Task item - Return the listing below exactly, with the pictures dropped.

- - - -

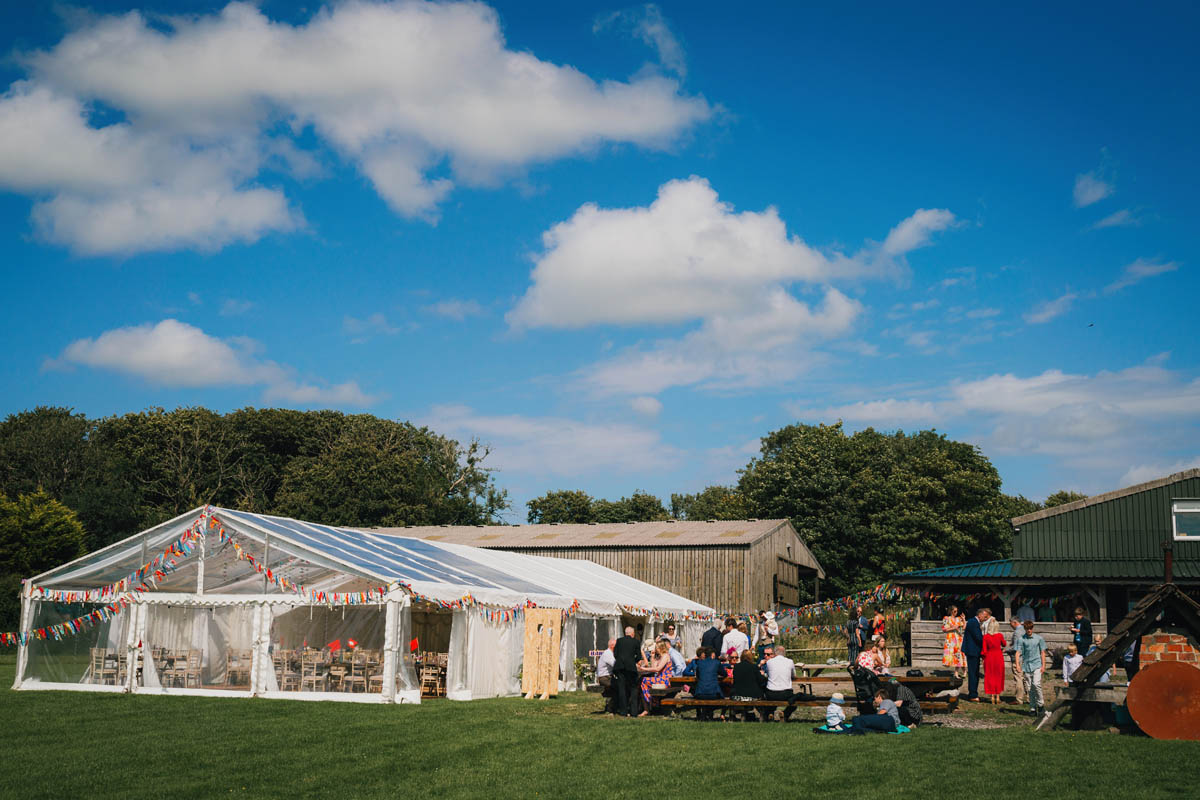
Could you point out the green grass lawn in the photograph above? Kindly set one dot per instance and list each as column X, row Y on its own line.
column 90, row 745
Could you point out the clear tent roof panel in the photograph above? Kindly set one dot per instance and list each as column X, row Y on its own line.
column 321, row 555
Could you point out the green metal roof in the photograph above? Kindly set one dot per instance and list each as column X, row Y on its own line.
column 1120, row 530
column 1139, row 570
column 978, row 570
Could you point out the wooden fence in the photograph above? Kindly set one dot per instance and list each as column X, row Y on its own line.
column 928, row 639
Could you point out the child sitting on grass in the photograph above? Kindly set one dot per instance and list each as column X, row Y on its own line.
column 835, row 716
column 1071, row 663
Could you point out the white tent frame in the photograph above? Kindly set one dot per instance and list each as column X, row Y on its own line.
column 607, row 595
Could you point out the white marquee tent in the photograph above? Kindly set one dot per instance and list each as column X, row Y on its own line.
column 227, row 602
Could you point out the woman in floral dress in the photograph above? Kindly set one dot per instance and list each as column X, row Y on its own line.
column 660, row 672
column 953, row 625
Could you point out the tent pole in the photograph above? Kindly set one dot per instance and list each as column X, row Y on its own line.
column 131, row 648
column 389, row 651
column 256, row 654
column 199, row 565
column 27, row 613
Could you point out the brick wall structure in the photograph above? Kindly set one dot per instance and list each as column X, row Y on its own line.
column 1169, row 647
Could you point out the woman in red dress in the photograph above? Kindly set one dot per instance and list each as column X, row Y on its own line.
column 994, row 661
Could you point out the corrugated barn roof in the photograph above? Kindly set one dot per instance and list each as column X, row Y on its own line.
column 627, row 534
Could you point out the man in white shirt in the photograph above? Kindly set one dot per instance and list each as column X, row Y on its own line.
column 733, row 639
column 604, row 674
column 780, row 671
column 678, row 663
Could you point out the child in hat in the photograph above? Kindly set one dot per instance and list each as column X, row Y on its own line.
column 835, row 716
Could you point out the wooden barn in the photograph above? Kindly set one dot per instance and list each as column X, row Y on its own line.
column 1104, row 553
column 730, row 565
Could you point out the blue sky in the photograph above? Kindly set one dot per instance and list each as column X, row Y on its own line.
column 616, row 242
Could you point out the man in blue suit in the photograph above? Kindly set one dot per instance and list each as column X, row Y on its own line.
column 972, row 648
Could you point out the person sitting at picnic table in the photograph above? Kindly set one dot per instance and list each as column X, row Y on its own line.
column 672, row 637
column 779, row 671
column 835, row 715
column 712, row 638
column 885, row 721
column 876, row 659
column 735, row 641
column 1071, row 663
column 604, row 674
column 709, row 673
column 867, row 660
column 879, row 625
column 677, row 660
column 657, row 672
column 768, row 629
column 748, row 683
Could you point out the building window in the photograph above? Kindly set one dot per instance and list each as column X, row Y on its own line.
column 1186, row 519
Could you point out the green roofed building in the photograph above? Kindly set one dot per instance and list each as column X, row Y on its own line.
column 1103, row 553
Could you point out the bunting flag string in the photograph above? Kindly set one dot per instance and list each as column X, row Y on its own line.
column 370, row 596
column 70, row 627
column 144, row 578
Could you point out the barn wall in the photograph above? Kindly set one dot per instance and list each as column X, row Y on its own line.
column 762, row 565
column 713, row 576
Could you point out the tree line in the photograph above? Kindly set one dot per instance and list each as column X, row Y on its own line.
column 107, row 479
column 868, row 505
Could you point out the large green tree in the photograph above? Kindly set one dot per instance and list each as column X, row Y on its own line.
column 874, row 504
column 563, row 505
column 571, row 505
column 382, row 473
column 123, row 474
column 713, row 503
column 36, row 533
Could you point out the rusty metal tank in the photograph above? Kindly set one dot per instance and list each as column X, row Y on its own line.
column 1164, row 701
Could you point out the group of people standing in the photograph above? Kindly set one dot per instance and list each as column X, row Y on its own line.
column 867, row 642
column 978, row 641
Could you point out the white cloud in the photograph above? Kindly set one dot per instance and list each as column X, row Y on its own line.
column 456, row 310
column 121, row 188
column 372, row 325
column 232, row 307
column 892, row 411
column 1091, row 188
column 646, row 405
column 1144, row 473
column 177, row 354
column 648, row 24
column 688, row 258
column 556, row 445
column 917, row 230
column 725, row 353
column 1121, row 218
column 1050, row 308
column 1089, row 421
column 417, row 95
column 1139, row 271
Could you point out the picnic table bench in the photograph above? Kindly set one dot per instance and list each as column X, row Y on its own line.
column 681, row 703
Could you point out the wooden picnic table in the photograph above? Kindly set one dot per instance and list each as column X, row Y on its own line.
column 813, row 671
column 921, row 686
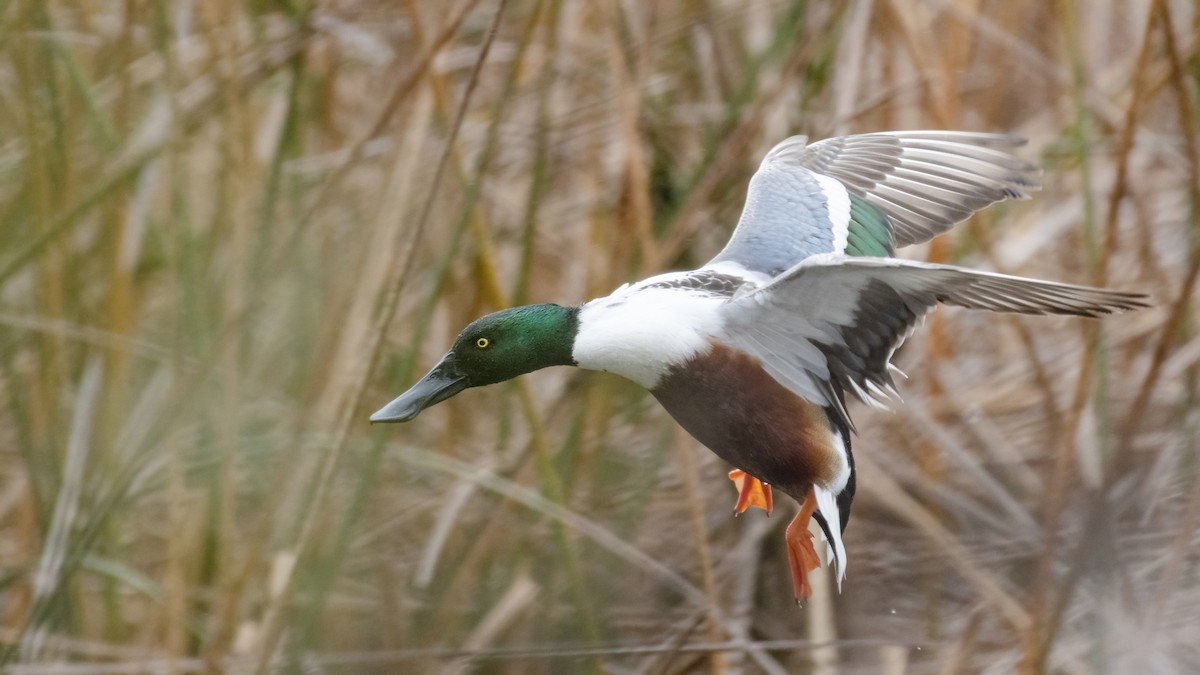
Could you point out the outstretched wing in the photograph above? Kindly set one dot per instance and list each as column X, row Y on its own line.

- - - -

Result of this task -
Could you point out the green grass lawn in the photograph above? Kindly set one dot per instance and list each as column X, row Y on its own line.
column 90, row 745
Could you point out the clear tent roof panel in the photograph above? Kindly set one dot per instance and list each as column X, row Y on its own line.
column 321, row 555
Could you point out the green metal roof in the photograph above? Kindly set one dot per instance and list each as column X, row Y on its own line.
column 1120, row 530
column 1139, row 570
column 978, row 570
Could you point out the wooden fence in the photograph above? Kindly set one dot per instance and list each as column X, row Y on its own line.
column 928, row 639
Could you point out the child sitting on grass in the photograph above? Kindly set one dot per instance and list each as column X, row Y on its own line.
column 835, row 716
column 1071, row 663
Could you point out the white tent frame in the photograph above? Kindly set one dot per instance and list each as column X, row Y on its own line.
column 607, row 595
Could you point out the white marquee tent in the photograph above? Kindly set one dot per instance and list each as column X, row Y on its own line.
column 227, row 602
Could you point out the woman in floral dress in the photograph above? Kindly set one dot per instance and list each as column X, row Y on its own line.
column 660, row 672
column 953, row 625
Could you point out the tent pole in the photograph above? Kindly set one dot per instance and list each as column X, row Y on its own line.
column 131, row 648
column 389, row 651
column 256, row 654
column 199, row 565
column 27, row 613
Could you point out the brick wall structure in the photograph above? Kindly set one dot per instance and list each as column X, row Y on its own line.
column 1169, row 647
Could you point out the woman in red dress in the photograph above? Kindly set one dot per instance and list each as column X, row Y on its own line.
column 994, row 661
Could you point out the corrugated barn roof in the photograph above? Kindly set one dot per instance and list each as column X, row Y on its own line.
column 627, row 534
Could you point out the man in white shirt in the photograph above? Kindly set one dot per instance and list each as column X, row Y on its own line.
column 733, row 639
column 604, row 674
column 780, row 671
column 678, row 663
Could you point out the child in hat in the photograph above? Kindly set one dot per instance and list each as column X, row Y on its own line.
column 835, row 716
Could you point out the wooden barn in the photograph above? Kindly set one dot per instance and list each as column X, row Y on its own line.
column 1104, row 553
column 730, row 565
Could you point out the blue sky in the photograph above? Kindly set one dot per instance and list each as column X, row Y on its own line.
column 616, row 242
Could you point out the man in blue suit in the photograph above? Kindly set one dot per instance and list each as column X, row Y on its own line.
column 972, row 648
Could you point out the person sitting at picnic table in the photograph above? Kindly set one dot per instance and list each as column X, row Y on its own line.
column 672, row 637
column 779, row 671
column 835, row 715
column 712, row 638
column 885, row 721
column 876, row 659
column 735, row 641
column 1071, row 663
column 604, row 674
column 709, row 673
column 867, row 660
column 879, row 625
column 677, row 660
column 657, row 672
column 768, row 629
column 748, row 683
Could you point out the building window in the photograph above? Kindly set one dot per instance and list each as column X, row Y on its own line.
column 1186, row 519
Could you point out the green roofed building in the photograph above? Kindly set one dot per instance and list each as column X, row Y on its own line.
column 1103, row 553
Could you point out the bunting flag string in the photograph above? Kindly set one dot per instance and list each as column X, row Y on its own line.
column 370, row 596
column 70, row 627
column 144, row 578
Could you point out the barn wall in the photograph above? Kindly set one dot per instance and list each as column X, row Y on its own line.
column 762, row 565
column 713, row 576
Could you point out the tree line in the photograph above? Kindly set one dot per instance and list each as column X, row Y on its own line.
column 107, row 479
column 868, row 505
Could you point out the large green tree in the photograph above? Kindly set one dot per instance and list each as column X, row Y on its own line.
column 874, row 504
column 563, row 505
column 571, row 505
column 382, row 473
column 123, row 474
column 713, row 503
column 36, row 533
Could you point out the rusty metal tank in the photograph above? Kindly set one dot per instance and list each as column X, row Y on its own line.
column 1164, row 701
Could you point out the group of people standing in the photograph above? Kindly set one dot per instance and list each as column X, row Y on its own line.
column 867, row 642
column 978, row 641
Could you point out the white cloud in the photograph above? Kindly set one dot per instance and list each as column X, row Y on its own line.
column 456, row 310
column 121, row 188
column 372, row 325
column 232, row 307
column 892, row 411
column 1091, row 188
column 646, row 405
column 1144, row 473
column 177, row 354
column 648, row 24
column 688, row 258
column 556, row 445
column 917, row 230
column 725, row 353
column 1121, row 218
column 1050, row 308
column 1089, row 421
column 417, row 95
column 1139, row 271
Could you point out the picnic table bench in the photograph above? Kindly set one dot per instance and list each as column X, row Y on its own line.
column 681, row 703
Could you point out the wooden picnic table in the photograph above? Kindly set one dot per instance and list each as column X, row Y on its own line.
column 813, row 671
column 921, row 686
Could you point out the outstretched wing in the photograph above? Kindly set one dot per instance and list each as column X, row Y on its own line.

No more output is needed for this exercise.